>>>>

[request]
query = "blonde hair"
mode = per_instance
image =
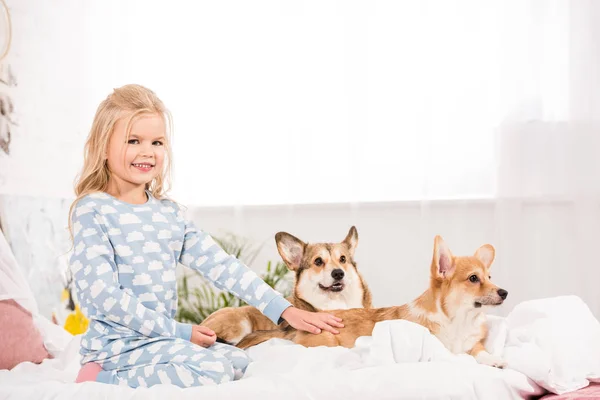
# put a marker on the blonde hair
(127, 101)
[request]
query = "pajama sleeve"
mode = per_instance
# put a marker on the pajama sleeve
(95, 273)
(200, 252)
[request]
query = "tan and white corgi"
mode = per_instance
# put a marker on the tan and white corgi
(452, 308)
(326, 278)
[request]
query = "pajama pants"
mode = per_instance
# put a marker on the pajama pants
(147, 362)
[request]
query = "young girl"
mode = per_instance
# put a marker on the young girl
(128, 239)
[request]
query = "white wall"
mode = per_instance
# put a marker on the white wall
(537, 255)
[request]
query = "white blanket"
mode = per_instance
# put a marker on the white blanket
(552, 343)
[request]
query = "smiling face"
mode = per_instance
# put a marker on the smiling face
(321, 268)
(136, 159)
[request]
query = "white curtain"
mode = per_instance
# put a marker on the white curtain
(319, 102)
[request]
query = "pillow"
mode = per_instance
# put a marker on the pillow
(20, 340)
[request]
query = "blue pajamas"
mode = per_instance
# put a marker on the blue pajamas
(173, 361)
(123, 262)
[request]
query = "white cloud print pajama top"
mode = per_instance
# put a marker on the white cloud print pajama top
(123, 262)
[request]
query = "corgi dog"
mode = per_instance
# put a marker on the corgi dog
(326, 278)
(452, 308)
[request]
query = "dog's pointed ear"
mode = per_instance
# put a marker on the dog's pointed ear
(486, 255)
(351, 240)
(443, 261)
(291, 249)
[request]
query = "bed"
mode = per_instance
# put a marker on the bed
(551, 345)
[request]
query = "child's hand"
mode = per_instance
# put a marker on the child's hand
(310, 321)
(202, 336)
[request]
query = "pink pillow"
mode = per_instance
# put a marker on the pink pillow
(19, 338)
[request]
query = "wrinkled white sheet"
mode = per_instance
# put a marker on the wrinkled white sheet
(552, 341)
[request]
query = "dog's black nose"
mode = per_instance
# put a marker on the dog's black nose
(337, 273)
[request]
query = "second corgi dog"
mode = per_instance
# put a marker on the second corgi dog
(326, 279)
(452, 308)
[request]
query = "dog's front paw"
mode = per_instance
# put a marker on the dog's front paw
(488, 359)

<<<<
>>>>

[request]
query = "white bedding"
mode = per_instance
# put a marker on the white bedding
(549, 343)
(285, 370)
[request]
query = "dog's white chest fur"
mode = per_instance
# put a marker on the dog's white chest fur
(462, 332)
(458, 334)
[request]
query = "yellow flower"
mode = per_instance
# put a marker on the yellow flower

<<<<

List every line in the records above that contains the word "hair". Case counts.

query = "blonde hair"
# put a marker on the blonde hair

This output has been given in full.